Exercise passage:
Every story needs an origin fable. Today, we look to a time before the light, when darkness cloaked the earth and the ground trembled beneath the wheels of the Dominator.
In the beginning the Lord created Cayenne. And the Lord saw that it was good, and he blessed it and said, “Be fruitful and increase in number, fill the earth and subdue it”, and it was so. And lo, as the profits had foreseen, Cayenne begat Bentayga who begat Urus, who begat Cullinan. And the Lord looked upon his works, and he was pleased.
On the seventh day, the Lord was tired, and he thought; “a little nap wouldn’t kill me” And so, the Lord slept but while he slumbered, the confounded things proliferated like the seven plagues, so when the Lord awoke, he was greatly vexed and rent his garment. And the Lord wailed, “what have I done?”
Most ideas appear good in isolation. It’s only when they are tested in real world conditions that one can fully grasp their efficacy. That’s the problem with bells – they’re damnably hard to unring.
Rolls-Royce’s Giles Taylor, while attempting to dignify his new SUV confection, cited the one-off RR coachbuilt creations produced in the 1920s and ’30s for Indian Maharajahs for use on tiger hunts and such like, saying without a trace of embarrassment, “that’s the story we in the design studio set ourselves to follow”. But he really didn’t need to go back that far.
Brunei sits on the north coast of Borneo in the South China sea. This sovereign nation is ruled by his majesty, Paduka Seri Baginda Sultan Haji Hassanal Bolkiah Mu’izzaddin Waddaulah, a man far too busy to use his full name in light of his multiple roles of Prime Minister, Defence Minister and Finance Minister for the tiny oil-rich state.
Accused in some quarters as being something of a repressive state, the Sultan lives like the absolute monarch he is, so in addition to the wives, houses, private jets, offshore bank accounts and other trappings of the super-rich, he keeps a car collection which runs into hundreds of vehicles – many of which are believed to be bespoke creations.

Data extracts:
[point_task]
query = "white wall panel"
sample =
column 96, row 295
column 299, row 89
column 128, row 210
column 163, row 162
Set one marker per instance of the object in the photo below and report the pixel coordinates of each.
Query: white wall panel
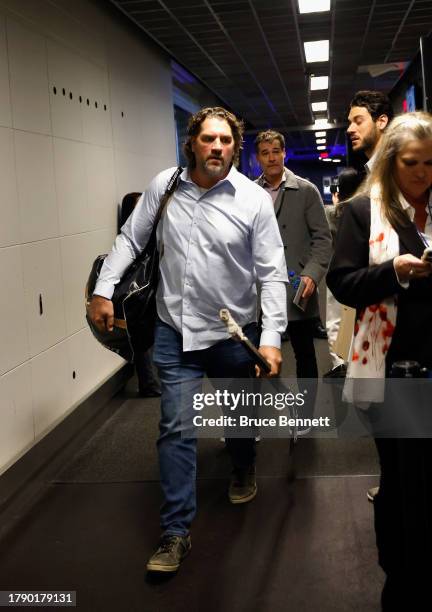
column 36, row 186
column 64, row 91
column 101, row 192
column 131, row 173
column 71, row 186
column 83, row 35
column 28, row 79
column 78, row 253
column 163, row 142
column 5, row 107
column 16, row 414
column 126, row 116
column 88, row 359
column 51, row 382
column 95, row 108
column 14, row 339
column 9, row 213
column 43, row 290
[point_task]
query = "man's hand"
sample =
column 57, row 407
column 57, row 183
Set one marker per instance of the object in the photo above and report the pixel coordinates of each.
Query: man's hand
column 101, row 312
column 274, row 357
column 309, row 288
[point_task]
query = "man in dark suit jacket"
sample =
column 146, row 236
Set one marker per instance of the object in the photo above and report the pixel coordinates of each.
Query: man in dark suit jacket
column 306, row 238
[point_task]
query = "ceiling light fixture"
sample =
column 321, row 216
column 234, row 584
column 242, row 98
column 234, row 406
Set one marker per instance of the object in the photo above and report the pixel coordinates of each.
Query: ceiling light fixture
column 316, row 51
column 319, row 106
column 319, row 83
column 322, row 123
column 314, row 6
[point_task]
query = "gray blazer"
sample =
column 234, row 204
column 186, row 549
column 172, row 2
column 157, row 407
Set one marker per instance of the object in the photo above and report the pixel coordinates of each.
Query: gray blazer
column 305, row 234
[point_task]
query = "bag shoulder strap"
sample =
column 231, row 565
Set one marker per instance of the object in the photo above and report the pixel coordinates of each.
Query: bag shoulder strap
column 171, row 187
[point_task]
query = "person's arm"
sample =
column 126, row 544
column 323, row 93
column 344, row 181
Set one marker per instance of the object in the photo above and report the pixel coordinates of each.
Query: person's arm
column 320, row 240
column 270, row 266
column 350, row 277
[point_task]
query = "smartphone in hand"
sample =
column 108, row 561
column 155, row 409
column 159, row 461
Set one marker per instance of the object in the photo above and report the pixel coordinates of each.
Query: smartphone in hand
column 298, row 300
column 427, row 255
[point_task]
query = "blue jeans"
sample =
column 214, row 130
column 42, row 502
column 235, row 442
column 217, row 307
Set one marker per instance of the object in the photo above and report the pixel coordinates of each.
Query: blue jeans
column 180, row 374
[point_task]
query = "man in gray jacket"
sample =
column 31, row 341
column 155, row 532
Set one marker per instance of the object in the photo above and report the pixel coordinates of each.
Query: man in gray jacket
column 306, row 238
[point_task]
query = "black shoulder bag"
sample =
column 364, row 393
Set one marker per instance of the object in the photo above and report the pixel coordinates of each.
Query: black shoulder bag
column 134, row 297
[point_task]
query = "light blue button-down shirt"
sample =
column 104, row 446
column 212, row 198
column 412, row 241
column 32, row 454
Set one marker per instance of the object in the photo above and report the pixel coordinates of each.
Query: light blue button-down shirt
column 216, row 244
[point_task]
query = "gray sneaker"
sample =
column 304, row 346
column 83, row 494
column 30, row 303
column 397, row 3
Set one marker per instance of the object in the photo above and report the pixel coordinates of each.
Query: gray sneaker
column 243, row 486
column 171, row 552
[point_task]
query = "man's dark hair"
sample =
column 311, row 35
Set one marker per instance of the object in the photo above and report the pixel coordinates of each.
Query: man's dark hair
column 376, row 103
column 269, row 136
column 194, row 128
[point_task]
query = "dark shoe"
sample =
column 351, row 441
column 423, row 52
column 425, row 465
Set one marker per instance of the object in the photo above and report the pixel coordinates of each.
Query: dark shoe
column 171, row 552
column 372, row 493
column 149, row 391
column 243, row 486
column 319, row 331
column 337, row 372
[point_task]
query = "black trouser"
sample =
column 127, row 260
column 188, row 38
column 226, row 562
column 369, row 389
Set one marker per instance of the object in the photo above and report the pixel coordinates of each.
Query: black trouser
column 302, row 341
column 403, row 521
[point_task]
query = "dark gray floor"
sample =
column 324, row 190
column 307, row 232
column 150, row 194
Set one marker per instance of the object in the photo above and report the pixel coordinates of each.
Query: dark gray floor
column 303, row 545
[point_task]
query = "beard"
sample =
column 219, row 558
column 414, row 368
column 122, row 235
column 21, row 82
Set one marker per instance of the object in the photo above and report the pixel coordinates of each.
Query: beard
column 213, row 170
column 370, row 140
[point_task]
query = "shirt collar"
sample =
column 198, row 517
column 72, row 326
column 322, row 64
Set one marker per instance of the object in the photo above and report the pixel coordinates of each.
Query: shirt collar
column 370, row 164
column 267, row 185
column 410, row 209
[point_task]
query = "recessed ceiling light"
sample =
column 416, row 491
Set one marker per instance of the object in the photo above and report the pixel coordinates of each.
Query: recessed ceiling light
column 322, row 123
column 319, row 83
column 319, row 106
column 317, row 51
column 314, row 6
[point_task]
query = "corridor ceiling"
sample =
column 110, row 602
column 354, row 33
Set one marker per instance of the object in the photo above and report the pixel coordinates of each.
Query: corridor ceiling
column 250, row 52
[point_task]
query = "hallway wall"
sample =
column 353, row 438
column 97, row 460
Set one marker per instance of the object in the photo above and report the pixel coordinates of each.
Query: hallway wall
column 86, row 115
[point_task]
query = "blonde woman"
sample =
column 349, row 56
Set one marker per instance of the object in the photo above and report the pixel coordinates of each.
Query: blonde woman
column 378, row 269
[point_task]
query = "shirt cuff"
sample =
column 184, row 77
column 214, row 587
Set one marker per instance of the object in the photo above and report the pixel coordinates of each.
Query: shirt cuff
column 104, row 289
column 404, row 284
column 270, row 338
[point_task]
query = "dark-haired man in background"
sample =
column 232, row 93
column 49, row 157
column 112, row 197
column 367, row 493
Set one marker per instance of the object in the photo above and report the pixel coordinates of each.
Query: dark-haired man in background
column 219, row 236
column 369, row 114
column 307, row 242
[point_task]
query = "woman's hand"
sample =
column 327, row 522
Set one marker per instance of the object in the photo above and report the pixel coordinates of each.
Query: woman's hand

Exercise goal: Reproduce verbatim the part of the luxury SUV passage starting at "Most ideas appear" and ending at "back that far.".

Exercise result:
Most ideas appear good in isolation. It’s only when they are tested in real world conditions that one can fully grasp their efficacy. That’s the problem with bells – they’re damnably hard to unring.
Rolls-Royce’s Giles Taylor, while attempting to dignify his new SUV confection, cited the one-off RR coachbuilt creations produced in the 1920s and ’30s for Indian Maharajahs for use on tiger hunts and such like, saying without a trace of embarrassment, “that’s the story we in the design studio set ourselves to follow”. But he really didn’t need to go back that far.